Starting from the first line below, count the lines carrying the string "armrest" and answer with the count by itself.

§

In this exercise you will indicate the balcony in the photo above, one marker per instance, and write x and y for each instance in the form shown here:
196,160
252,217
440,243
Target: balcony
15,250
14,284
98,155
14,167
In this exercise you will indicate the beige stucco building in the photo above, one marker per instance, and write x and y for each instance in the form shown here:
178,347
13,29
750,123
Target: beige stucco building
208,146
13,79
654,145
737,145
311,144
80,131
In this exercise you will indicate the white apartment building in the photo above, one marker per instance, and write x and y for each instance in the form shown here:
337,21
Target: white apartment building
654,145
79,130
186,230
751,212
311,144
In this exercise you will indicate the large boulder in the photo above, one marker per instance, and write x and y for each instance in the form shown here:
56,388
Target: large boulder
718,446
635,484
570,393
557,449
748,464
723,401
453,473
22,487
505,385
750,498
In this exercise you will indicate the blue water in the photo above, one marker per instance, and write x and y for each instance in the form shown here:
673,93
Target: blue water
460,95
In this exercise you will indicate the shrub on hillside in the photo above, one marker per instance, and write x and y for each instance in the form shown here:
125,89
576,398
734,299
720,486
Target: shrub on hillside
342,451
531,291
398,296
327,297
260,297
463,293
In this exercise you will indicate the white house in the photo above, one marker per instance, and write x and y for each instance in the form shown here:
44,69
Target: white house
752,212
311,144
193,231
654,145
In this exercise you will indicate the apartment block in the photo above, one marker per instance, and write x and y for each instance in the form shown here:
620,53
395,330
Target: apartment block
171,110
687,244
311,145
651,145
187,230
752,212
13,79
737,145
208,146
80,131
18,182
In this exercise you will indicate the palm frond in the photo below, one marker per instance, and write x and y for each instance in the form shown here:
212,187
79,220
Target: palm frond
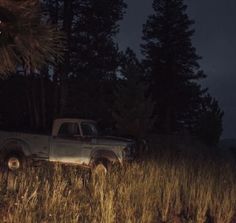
25,38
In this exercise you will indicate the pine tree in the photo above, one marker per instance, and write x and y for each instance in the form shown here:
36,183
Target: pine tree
94,57
132,110
172,65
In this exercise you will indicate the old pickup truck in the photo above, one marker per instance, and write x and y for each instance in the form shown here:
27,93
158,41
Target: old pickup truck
73,141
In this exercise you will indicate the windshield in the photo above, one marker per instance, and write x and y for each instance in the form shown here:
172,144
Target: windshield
89,129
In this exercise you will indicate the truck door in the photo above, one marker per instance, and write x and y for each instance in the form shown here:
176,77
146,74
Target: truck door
68,146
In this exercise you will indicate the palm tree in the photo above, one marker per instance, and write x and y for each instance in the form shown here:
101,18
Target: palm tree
25,37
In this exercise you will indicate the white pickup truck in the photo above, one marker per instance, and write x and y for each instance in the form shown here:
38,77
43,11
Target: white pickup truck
73,141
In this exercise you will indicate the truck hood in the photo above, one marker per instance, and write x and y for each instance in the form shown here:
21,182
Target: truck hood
115,141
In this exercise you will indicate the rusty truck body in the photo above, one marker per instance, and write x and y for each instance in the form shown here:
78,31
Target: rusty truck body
73,141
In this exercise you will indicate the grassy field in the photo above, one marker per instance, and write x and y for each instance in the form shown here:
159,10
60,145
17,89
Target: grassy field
176,187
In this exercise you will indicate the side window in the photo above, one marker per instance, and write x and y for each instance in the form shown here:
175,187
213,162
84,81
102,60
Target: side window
89,129
68,130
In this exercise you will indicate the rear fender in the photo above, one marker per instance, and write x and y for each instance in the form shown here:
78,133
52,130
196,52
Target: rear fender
15,145
104,154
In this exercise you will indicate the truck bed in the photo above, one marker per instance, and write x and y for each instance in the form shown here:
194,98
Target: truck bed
39,145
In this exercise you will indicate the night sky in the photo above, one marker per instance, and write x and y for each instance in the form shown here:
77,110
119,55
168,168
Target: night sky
214,39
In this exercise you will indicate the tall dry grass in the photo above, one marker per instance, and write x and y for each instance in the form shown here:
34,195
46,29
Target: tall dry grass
174,188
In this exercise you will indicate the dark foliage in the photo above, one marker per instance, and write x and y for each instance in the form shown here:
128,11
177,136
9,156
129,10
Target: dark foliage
172,65
209,127
133,109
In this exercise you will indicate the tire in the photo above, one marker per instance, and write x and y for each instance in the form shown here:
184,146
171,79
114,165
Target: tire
14,162
101,167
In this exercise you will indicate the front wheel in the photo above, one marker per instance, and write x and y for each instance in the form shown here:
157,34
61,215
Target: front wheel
101,167
14,162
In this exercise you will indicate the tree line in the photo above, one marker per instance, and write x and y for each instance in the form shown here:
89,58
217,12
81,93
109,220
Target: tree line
60,59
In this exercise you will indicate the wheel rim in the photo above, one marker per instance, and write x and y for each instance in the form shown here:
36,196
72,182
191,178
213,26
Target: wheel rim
100,170
13,163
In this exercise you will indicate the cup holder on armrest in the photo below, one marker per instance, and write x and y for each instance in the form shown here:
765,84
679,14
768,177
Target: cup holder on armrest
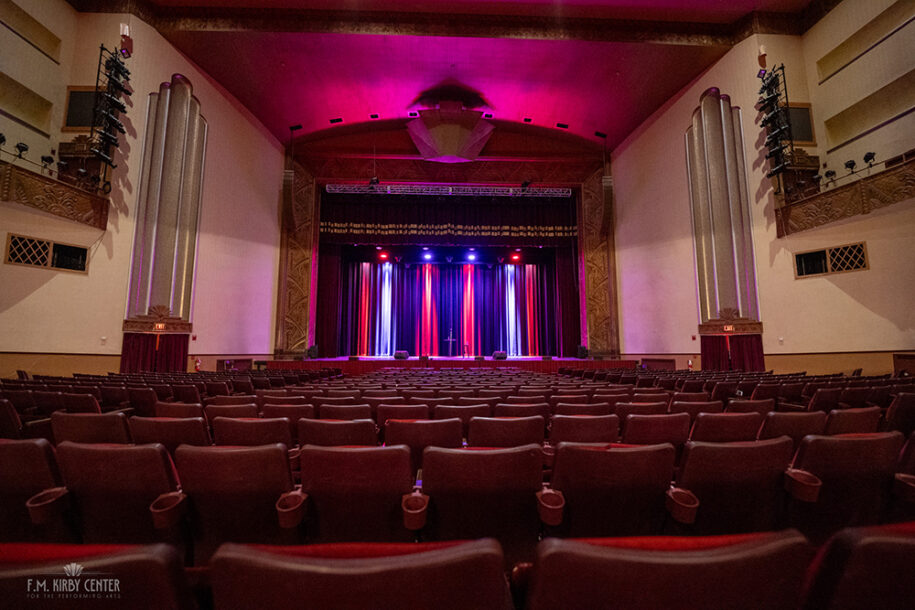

§

• [PROBLEM SOLUTION] 2